Rewrite everything from the first of the lines below down to the one containing "point(397, 486)", both ends included, keeping every line and stopping there. Multiply each coordinate in the answer points by 0.9 and round it to a whole number, with halves rounded up, and leave all other numbers unchanged.

**PROVIDED MATERIAL:**

+ + + +

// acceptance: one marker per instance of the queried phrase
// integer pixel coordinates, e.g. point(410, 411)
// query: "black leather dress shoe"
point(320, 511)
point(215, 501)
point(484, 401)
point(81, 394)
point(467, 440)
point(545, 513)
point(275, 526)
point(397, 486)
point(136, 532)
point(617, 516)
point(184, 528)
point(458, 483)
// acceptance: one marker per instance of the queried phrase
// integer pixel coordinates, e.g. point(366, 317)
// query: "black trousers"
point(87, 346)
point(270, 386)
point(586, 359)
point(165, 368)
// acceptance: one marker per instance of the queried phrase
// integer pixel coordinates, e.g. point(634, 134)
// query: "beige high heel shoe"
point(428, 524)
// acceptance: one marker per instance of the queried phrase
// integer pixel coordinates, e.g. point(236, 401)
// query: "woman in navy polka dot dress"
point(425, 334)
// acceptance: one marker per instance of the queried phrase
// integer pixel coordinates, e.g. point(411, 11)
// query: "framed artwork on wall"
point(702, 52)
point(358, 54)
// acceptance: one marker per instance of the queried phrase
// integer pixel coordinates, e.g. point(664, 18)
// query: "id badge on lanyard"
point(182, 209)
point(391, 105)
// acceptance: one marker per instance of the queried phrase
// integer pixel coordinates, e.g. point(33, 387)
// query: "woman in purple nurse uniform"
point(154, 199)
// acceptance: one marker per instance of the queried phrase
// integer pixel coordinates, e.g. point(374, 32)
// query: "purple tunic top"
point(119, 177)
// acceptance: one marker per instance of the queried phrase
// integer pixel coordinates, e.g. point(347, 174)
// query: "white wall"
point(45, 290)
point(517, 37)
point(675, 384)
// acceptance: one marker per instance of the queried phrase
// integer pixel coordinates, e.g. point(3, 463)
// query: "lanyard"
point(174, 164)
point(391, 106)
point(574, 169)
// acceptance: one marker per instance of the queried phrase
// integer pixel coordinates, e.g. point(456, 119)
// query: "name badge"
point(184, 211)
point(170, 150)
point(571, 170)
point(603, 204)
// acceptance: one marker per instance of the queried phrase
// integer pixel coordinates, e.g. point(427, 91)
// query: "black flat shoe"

+ + + +

**FINAL RESULT:**
// acceptance: one marker per instance of the queried phrase
// integer pixel coordinates, e.g. point(410, 411)
// query: "black leather dress shoe"
point(288, 460)
point(194, 451)
point(436, 361)
point(73, 355)
point(420, 396)
point(491, 462)
point(248, 473)
point(357, 437)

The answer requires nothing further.